§ Selection:
────────────────

Sec. 5. RCW 61.24.130 and 1998 c 295 s 14 are each amended to read as follows:
(1) Nothing contained in this chapter shall prejudice the right of the borrower, grantor, any guarantor, or any person who has an interest in, lien, or claim of lien against the property or some part thereof, to restrain, on any proper legal or equitable ground, a trustee's sale. The court shall require as a condition of granting the restraining order or injunction that the applicant pay to the clerk of the court the sums that would be due on the obligation secured by the deed of trust if the deed of trust was not being foreclosed:
(a) In the case of default in making the periodic payment of principal, interest, and reserves, such sums shall be the periodic payment of principal, interest, and reserves paid to the clerk of the court every thirty days.
(b) In the case of default in making payment of an obligation then fully payable by its terms, such sums shall be the amount of interest accruing monthly on said obligation at the nondefault rate, paid to the clerk of the court every thirty days.
In the case of default in performance of any nonmonetary obligation secured by the deed of trust, the court shall impose such conditions as it deems just.
In addition, the court may condition granting the restraining order or injunction upon the giving of security by the applicant, in such form and amount as the court deems proper, for the payment of such costs and damages, including attorneys' fees, as may be later found by the court to have been incurred or suffered by any party by reason of the restraining order or injunction. The court may consider, upon proper showing, the grantor's equity in the property in determining the amount of said security.
(2) No court may grant a restraining order or injunction to restrain a trustee's sale unless the person seeking the restraint gives five days notice to the trustee of the time when, place where, and the judge before whom the application for the restraining order or injunction is to be made. This notice shall include copies of all pleadings and related documents to be given to the judge. No judge may act upon such application unless it is accompanied by proof, evidenced by return of a sheriff, the sheriff's deputy, or by any person eighteen years of age or over who is competent to be a witness, that the notice has been served on the trustee.
(3) If the restraining order or injunction is dissolved after the date of the trustee's sale set forth in the notice as provided in RCW 61.24.040(1)(f), the court granting such restraining order or injunction, or before whom the order or injunction is returnable, shall, at the request of the trustee, set a new sale date which shall be not less than forty-five days from the date of the order dissolving the restraining order. The trustee shall:
(a) Comply with the requirements of RCW 61.24.040(1) (a) through (f) at least thirty days before the new sale date; and
(b) Cause a copy of the notice of trustee's sale as provided in RCW 61.24.040(1)(f) to be published in a legal newspaper in each county in which the property or any part thereof is situated once between the thirty-fifth and twenty-eighth day before the sale and once between the fourteenth and seventh day before the sale.

────────────────

§ Collected data:
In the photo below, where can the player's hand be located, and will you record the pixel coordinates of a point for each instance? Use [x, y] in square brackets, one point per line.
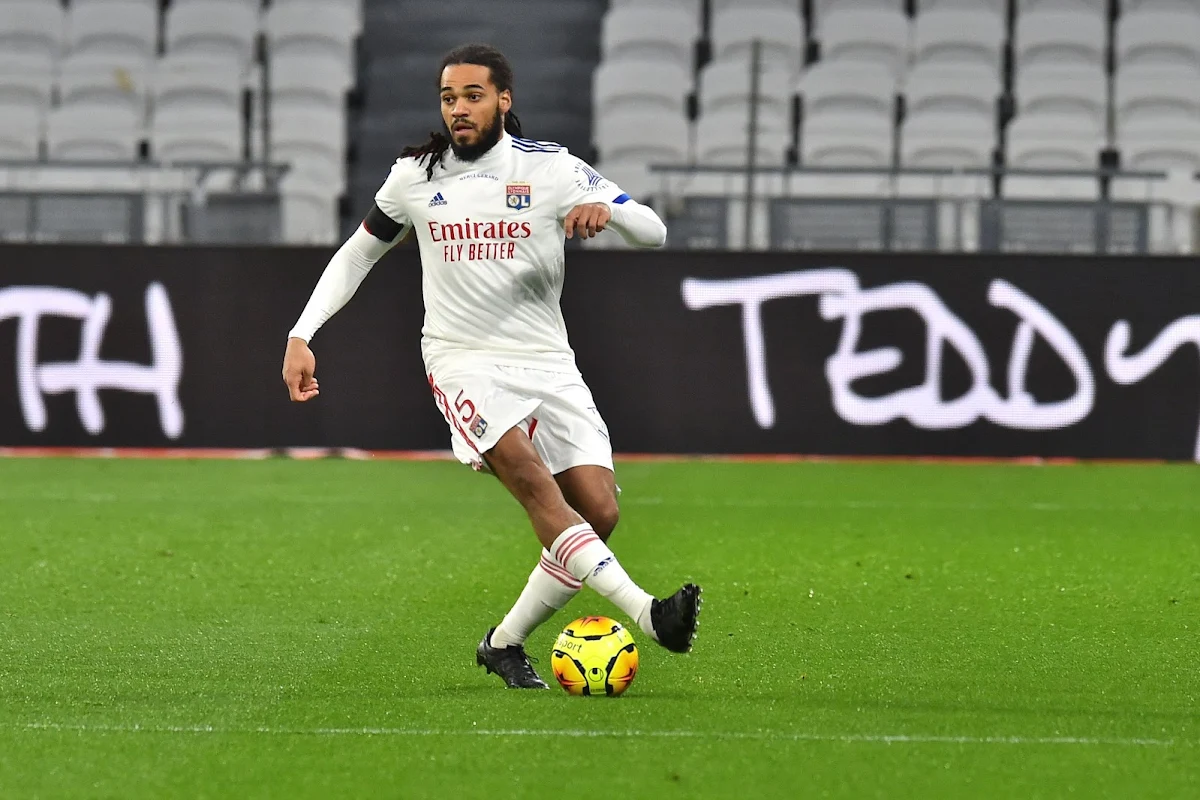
[587, 220]
[299, 365]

────────────────

§ Directions for this task: Pick up the statute section on restraining a trustee's sale after its last sentence, the one about publishing the notice of sale in a legal newspaper, and continue it.

§ Task response:
(4) If a trustee's sale has been stayed as a result of the filing of a petition in federal bankruptcy court and an order is entered in federal bankruptcy court granting relief from the stay or closing or dismissing the case, or discharging the debtor with the effect of removing the stay, the trustee may set a new sale date which shall not be less than forty-five days after the date of the bankruptcy court's order. The trustee shall:
(a) Comply with the requirements of RCW 61.24.040(1) (a) through (f) at least thirty days before the new sale date; and
(b) Cause a copy of the notice of trustee's sale as provided in RCW 61.24.040(1)(f) to be published in a legal newspaper in each county in which the property or any part thereof is situated, once between the thirty-fifth and twenty-eighth day before the sale and once between the fourteenth and seventh day before the sale.
(5) Subsections (3) and (4) of this section are permissive only and do not prohibit the trustee from proceeding with a trustee's sale following termination of any injunction or stay on any date to which such sale has been properly continued in accordance with RCW 61.24.040(6).
(6) The issuance of a restraining order or injunction shall not prohibit the trustee from continuing the sale as provided in RCW 61.24.040(6).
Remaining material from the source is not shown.